§ **COMPLETE THE FOLLOWING**
- A) In the excerpt on fielding family questions, at what age was being married with children the norm in the grandmother's day?
- B) From the excerpt on fielding family questions, return the passage that opens with the words containing "Isn't it remarkable" and closes with "and behavior patterns.".
- C) Shorten the paragraph of the excerpt on fielding family questions that begins "Silvestri's advice is to recognize," keeping its main facts.

§ **PAGE EXCERPT**
....
Even when we're genuinely happy being single, it's difficult not to get defensive when fielding questions about our relationship status—partially because there's often an undercurrent of unwarranted sympathy, or in the case of older relatives of an entirely different generation, actual (projected) anxiety about the fact that you're not paired off. My grandmother, for example, was always super direct about this: "Are you dating anyone seriously? Don't you want to get married?" It was difficult for her to understand that I don't hinge my personal fulfillment on that area of my life quite in the same way that she did at my age, when being married with children at 25 was the norm.

Silvestri's advice is to recognize that these questions, while seemingly invasive (and definitely exhausting), often come from a place of genuine care. "In many instances, family members essentially want to know if their loved ones are faring well in life, but lacking experience with an emotional lexicon, they substitute concrete questions, which are easier but may actually miss the point," she says. So here's your opportunity to flip the script in a way that's more meaningful to you while also acknowledging their good intentions: "Ask, 'Oh, do you mean you want to make sure I’m not lonely and feel connected in my life?'" says Silvestri. "In this way, families at least have a shot at having a more affirmative and emotionally relevant conversation."

If you feel like a kid again (and not in a good way)…

Isn't it remarkable that no matter how "together" we are as an adult—no matter how successful and well-adjusted we are—many of us feel that familiar teenage angst wash over us the moment we walk through the door of our parents' house? This reversion, Silvestri says, is often the culprit behind family arguments at the holiday table, as we slip back into old dysfunctions and behavior patterns.
....
§ **INFORMATION PROVIDED**
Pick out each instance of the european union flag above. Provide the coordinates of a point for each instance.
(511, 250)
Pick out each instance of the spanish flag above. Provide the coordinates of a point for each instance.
....
§ **WRITTEN RESPONSES**
- A) At 25.

- B)
Isn't it remarkable that no matter how "together" we are as an adult—no matter how successful and well-adjusted we are—many of us feel that familiar teenage angst wash over us the moment we walk through the door of our parents' house? This reversion, Silvestri says, is often the culprit behind family arguments at the holiday table, as we slip back into old dysfunctions and behavior patterns.

- C) Silvestri advises seeing these invasive, tiring questions as signs of genuine care. She says family members want to know whether their loved ones are doing well, but they lack an emotional vocabulary, so they ask concrete questions that may miss the point. She suggests turning the question around, for example: "Oh, do you mean you want to make sure I'm not lonely and feel connected in my life?" That gives families a chance at a more affirmative and emotionally relevant conversation.